== Segment start ==

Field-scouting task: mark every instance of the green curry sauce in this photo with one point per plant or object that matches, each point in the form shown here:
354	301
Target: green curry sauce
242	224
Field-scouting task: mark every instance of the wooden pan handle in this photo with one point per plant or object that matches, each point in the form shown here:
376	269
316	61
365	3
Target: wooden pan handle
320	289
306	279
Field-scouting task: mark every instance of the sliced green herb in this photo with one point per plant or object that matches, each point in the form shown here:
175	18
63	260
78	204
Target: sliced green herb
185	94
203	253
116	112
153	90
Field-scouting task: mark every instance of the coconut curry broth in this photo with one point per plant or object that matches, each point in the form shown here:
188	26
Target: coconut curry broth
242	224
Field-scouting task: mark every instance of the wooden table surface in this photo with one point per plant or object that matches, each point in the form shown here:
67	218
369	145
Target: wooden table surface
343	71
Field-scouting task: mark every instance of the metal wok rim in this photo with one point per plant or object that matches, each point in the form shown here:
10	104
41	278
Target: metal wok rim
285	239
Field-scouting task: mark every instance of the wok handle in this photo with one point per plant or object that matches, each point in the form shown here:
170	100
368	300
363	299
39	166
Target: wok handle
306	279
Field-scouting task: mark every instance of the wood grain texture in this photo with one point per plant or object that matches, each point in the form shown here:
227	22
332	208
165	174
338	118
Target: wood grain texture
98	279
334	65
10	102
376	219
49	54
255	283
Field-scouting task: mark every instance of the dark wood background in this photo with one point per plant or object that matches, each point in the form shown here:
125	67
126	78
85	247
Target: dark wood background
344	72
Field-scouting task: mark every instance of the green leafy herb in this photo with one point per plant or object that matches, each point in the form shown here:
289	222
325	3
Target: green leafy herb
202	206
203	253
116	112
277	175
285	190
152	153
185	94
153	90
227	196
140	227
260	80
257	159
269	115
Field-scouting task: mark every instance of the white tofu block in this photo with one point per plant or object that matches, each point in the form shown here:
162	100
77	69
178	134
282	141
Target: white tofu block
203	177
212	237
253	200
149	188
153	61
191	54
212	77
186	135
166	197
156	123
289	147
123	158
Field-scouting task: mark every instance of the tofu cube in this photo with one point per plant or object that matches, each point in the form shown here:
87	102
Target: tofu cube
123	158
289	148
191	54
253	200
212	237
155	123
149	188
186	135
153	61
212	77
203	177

== Segment end ==

Every line above needs to be retyped exactly.

**Finished task**
Field-scouting task: mark every instance of the green curry sauce in this photo with one point per plant or object that matches, each point in the form shown here:
354	301
Target: green curry sauce
242	224
Field-scouting task: mark every instance of the wooden pan handle in this photo with one point per plant or object that matches, each point in the form shown here:
376	269
316	61
365	3
Target: wooden pan handle
320	289
306	279
Field-scouting task: mark every instance of the sliced green herb in this photo with one point per plant or object that matches, each point in the form shown here:
175	18
63	260
78	204
Target: sliced green herb
185	94
203	253
116	112
153	90
Field-scouting task: mark every instance of the coconut curry broth in this photo with one point per plant or object that matches, each point in the form shown here:
188	26
Target: coconut curry broth
242	224
Field-scouting task: mark every instance of the wooden table surface in this photo with one point per plant or object that matches, each point in the form shown here:
67	218
369	145
Target: wooden table surface
343	71
Field-scouting task: mark every instance of the metal wok rim in this photo with one point per plant or object that matches, each point in the form shown here:
10	104
41	278
Target: metal wok rim
285	239
Field-scouting task: mark every instance of the wok handle in this photo with one point per plant or object that matches, each point in the form shown here:
170	100
368	300
363	299
39	166
Target: wok handle
306	279
Field-scouting task: mark every instance of the wood grain texture in this photo with one point per plant or object that matches, each point in the form shown here:
227	22
332	208
165	174
338	118
Target: wood grain texture
98	279
334	65
10	102
376	219
49	54
255	283
Field-scouting task: mark every instance of the dark wood background in this photo with one point per plant or object that matches, each point in the form shown here:
125	67
126	78
85	247
Target: dark wood background
344	72
Field-scouting task: mark every instance of the green leafy herb in this photo with one point per plant or object that matches, each point in the form shown here:
289	222
325	3
Target: green leafy herb
202	206
203	253
116	112
277	175
285	190
152	153
185	94
153	90
227	196
140	227
260	80
257	159
269	115
Field-scouting task: mark every instance of the white tofu block in this photo with one point per plant or object that matches, each point in the form shown here:
162	100
77	69
178	134
282	141
Target: white tofu block
203	177
212	237
253	200
149	188
153	61
191	54
212	77
186	135
166	197
156	123
289	147
123	158
Field-scouting task: mark every instance of the tofu cube in this photo with one point per plant or object that matches, each point in the form shown here:
87	102
Target: tofu cube
123	158
289	148
191	54
253	200
212	237
155	123
149	188
186	135
153	61
212	77
203	177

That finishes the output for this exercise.